EXERCISE REQUIREMENTS » Restate the entire listing word for word.

## Start

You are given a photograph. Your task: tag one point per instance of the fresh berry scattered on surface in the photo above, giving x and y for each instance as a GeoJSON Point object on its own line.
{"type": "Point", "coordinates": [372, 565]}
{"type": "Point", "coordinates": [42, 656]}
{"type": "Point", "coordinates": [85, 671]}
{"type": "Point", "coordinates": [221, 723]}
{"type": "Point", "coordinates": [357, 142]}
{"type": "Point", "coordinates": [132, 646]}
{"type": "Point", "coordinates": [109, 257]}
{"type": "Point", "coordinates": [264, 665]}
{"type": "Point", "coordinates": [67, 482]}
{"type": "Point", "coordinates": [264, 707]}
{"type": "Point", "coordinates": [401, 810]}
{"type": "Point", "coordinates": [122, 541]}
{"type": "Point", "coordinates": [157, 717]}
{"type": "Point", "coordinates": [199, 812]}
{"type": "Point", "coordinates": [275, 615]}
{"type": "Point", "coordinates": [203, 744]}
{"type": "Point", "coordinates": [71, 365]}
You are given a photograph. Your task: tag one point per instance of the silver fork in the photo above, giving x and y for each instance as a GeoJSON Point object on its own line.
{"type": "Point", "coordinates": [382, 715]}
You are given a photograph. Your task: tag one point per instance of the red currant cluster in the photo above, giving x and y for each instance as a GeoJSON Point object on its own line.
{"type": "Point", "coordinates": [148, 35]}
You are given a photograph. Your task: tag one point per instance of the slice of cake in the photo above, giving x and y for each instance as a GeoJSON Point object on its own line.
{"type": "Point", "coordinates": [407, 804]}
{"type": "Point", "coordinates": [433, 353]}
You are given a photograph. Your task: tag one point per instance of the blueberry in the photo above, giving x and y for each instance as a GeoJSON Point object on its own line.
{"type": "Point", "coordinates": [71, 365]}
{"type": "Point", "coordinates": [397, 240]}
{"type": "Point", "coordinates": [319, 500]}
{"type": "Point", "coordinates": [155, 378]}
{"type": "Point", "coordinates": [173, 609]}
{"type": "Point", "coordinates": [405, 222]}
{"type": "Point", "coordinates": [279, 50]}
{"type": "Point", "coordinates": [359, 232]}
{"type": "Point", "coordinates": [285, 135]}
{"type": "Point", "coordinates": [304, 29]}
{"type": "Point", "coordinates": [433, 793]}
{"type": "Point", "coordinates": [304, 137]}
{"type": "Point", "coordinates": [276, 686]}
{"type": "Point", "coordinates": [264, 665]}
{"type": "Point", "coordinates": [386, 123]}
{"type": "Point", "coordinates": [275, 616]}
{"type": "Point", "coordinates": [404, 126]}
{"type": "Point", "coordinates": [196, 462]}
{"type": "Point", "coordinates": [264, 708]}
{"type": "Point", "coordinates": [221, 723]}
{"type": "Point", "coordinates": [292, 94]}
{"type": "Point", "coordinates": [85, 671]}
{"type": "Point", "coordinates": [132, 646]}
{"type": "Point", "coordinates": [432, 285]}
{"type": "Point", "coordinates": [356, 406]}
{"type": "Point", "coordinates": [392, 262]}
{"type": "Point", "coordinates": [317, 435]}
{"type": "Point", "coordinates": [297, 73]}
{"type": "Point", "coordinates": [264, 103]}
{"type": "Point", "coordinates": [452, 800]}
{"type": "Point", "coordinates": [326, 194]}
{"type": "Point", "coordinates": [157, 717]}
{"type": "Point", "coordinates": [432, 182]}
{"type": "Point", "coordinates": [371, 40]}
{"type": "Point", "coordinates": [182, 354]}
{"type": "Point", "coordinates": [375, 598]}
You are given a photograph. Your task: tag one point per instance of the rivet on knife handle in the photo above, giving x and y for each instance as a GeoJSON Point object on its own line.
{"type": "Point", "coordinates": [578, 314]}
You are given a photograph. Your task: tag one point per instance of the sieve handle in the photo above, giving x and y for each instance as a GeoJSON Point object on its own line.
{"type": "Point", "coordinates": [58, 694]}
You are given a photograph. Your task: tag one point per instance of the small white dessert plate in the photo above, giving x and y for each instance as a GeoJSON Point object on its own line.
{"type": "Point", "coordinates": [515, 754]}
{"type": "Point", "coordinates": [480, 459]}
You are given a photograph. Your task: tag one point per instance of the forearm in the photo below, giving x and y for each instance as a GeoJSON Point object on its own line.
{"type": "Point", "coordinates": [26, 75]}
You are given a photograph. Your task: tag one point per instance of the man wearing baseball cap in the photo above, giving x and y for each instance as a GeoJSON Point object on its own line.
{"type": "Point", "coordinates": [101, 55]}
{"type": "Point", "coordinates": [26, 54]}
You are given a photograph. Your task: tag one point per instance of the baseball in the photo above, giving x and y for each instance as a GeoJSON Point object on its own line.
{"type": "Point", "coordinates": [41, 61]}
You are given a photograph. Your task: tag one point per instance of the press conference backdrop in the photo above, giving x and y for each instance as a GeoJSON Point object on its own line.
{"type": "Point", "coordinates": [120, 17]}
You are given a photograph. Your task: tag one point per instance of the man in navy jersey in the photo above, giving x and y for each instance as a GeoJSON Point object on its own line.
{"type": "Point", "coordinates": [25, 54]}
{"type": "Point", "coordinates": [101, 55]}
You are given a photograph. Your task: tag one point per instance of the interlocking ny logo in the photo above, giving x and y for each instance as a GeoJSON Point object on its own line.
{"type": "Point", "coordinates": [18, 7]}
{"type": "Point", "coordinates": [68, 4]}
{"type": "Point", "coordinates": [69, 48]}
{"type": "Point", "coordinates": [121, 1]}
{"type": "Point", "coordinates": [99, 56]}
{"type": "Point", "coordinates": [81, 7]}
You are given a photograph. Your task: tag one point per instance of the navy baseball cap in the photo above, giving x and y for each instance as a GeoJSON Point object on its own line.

## End

EXERCISE RESULT »
You are given a photograph. Your task: tag one point per instance of the fresh berry scattered on surface in the photo above, giving x and y for each instance as a GeoJSON Point object on its own line.
{"type": "Point", "coordinates": [372, 565]}
{"type": "Point", "coordinates": [42, 656]}
{"type": "Point", "coordinates": [85, 671]}
{"type": "Point", "coordinates": [221, 723]}
{"type": "Point", "coordinates": [357, 142]}
{"type": "Point", "coordinates": [132, 646]}
{"type": "Point", "coordinates": [109, 257]}
{"type": "Point", "coordinates": [264, 665]}
{"type": "Point", "coordinates": [67, 482]}
{"type": "Point", "coordinates": [264, 707]}
{"type": "Point", "coordinates": [401, 810]}
{"type": "Point", "coordinates": [122, 541]}
{"type": "Point", "coordinates": [157, 717]}
{"type": "Point", "coordinates": [199, 812]}
{"type": "Point", "coordinates": [275, 615]}
{"type": "Point", "coordinates": [203, 744]}
{"type": "Point", "coordinates": [71, 365]}
You are given a photograph. Your task: tag one point per instance of the silver fork in the photo above, giving x and y for each instance as a GeoJSON Point object on its own line.
{"type": "Point", "coordinates": [382, 715]}
You are given a photograph. Your task: tag one point per instance of the red currant cluster in the photo above, giving x and y for each instance as a GeoJSON Point object on its own line.
{"type": "Point", "coordinates": [148, 35]}
You are given a photograph. Your task: tag one point per instance of the slice of cake in the photo above, giving x and y for each instance as a GeoJSON Point object on its own line.
{"type": "Point", "coordinates": [407, 804]}
{"type": "Point", "coordinates": [433, 353]}
You are given a photograph. Your task: tag one point per instance of the blueberry in the photo above, giving x and y for each instance as a GeoJSON Point object on its own line.
{"type": "Point", "coordinates": [71, 365]}
{"type": "Point", "coordinates": [397, 240]}
{"type": "Point", "coordinates": [319, 500]}
{"type": "Point", "coordinates": [155, 378]}
{"type": "Point", "coordinates": [173, 609]}
{"type": "Point", "coordinates": [405, 222]}
{"type": "Point", "coordinates": [279, 50]}
{"type": "Point", "coordinates": [359, 232]}
{"type": "Point", "coordinates": [285, 135]}
{"type": "Point", "coordinates": [304, 29]}
{"type": "Point", "coordinates": [433, 793]}
{"type": "Point", "coordinates": [304, 137]}
{"type": "Point", "coordinates": [276, 686]}
{"type": "Point", "coordinates": [264, 665]}
{"type": "Point", "coordinates": [386, 123]}
{"type": "Point", "coordinates": [275, 616]}
{"type": "Point", "coordinates": [404, 126]}
{"type": "Point", "coordinates": [196, 462]}
{"type": "Point", "coordinates": [264, 708]}
{"type": "Point", "coordinates": [221, 723]}
{"type": "Point", "coordinates": [292, 94]}
{"type": "Point", "coordinates": [85, 671]}
{"type": "Point", "coordinates": [132, 646]}
{"type": "Point", "coordinates": [432, 285]}
{"type": "Point", "coordinates": [356, 406]}
{"type": "Point", "coordinates": [392, 262]}
{"type": "Point", "coordinates": [317, 435]}
{"type": "Point", "coordinates": [297, 73]}
{"type": "Point", "coordinates": [264, 103]}
{"type": "Point", "coordinates": [452, 800]}
{"type": "Point", "coordinates": [326, 194]}
{"type": "Point", "coordinates": [157, 717]}
{"type": "Point", "coordinates": [432, 182]}
{"type": "Point", "coordinates": [371, 40]}
{"type": "Point", "coordinates": [182, 354]}
{"type": "Point", "coordinates": [375, 598]}
You are given a photograph. Your task: tag one point per instance of the rivet on knife handle in the photo above, giving x and y for each instance as a GeoJSON Point object on its own line.
{"type": "Point", "coordinates": [578, 314]}
You are given a photograph. Your task: tag one point per instance of the sieve handle in the photo above, giving x and y for each instance as a GeoJSON Point object on its own line.
{"type": "Point", "coordinates": [58, 694]}
You are given a photograph. Your task: tag one point per instance of the small white dessert plate in the photo above, giving x and y for each instance as a GeoJSON Point object on its own line.
{"type": "Point", "coordinates": [515, 754]}
{"type": "Point", "coordinates": [480, 459]}
You are given a photograph. Your task: tag one point per instance of the forearm in the photo below, giving x and y for each instance as a GeoJSON Point object on its own line.
{"type": "Point", "coordinates": [26, 75]}
You are given a photograph. Your task: tag one point per instance of the man wearing baseball cap in the photo above, giving x and y for each instance as a GeoJSON Point object on its own line.
{"type": "Point", "coordinates": [101, 55]}
{"type": "Point", "coordinates": [26, 54]}
You are given a photograph. Your task: tag one point per instance of the baseball in the photo above, giving x and y for each instance as a GeoJSON Point object on its own line.
{"type": "Point", "coordinates": [41, 61]}
You are given a photograph. Your task: tag one point per instance of the press conference backdrop in the photo above, giving x and y for each instance as a GeoJSON Point object on its own line.
{"type": "Point", "coordinates": [120, 17]}
You are given a photograph. Your task: tag one point per instance of the man in navy jersey in the photo above, giving x and y for each instance as a GeoJSON Point object on its own line.
{"type": "Point", "coordinates": [25, 54]}
{"type": "Point", "coordinates": [101, 55]}
You are given a photograph. Your task: tag one point per instance of the interlocking ny logo in the photo above, giving x and y for each instance as a GeoJSON Point object on its own line.
{"type": "Point", "coordinates": [18, 7]}
{"type": "Point", "coordinates": [68, 4]}
{"type": "Point", "coordinates": [69, 48]}
{"type": "Point", "coordinates": [121, 1]}
{"type": "Point", "coordinates": [99, 56]}
{"type": "Point", "coordinates": [81, 7]}
You are given a photograph. Your task: tag one point per instance of the navy baseball cap in the photo above, giving x and y for each instance as a GeoJSON Point object on its own line.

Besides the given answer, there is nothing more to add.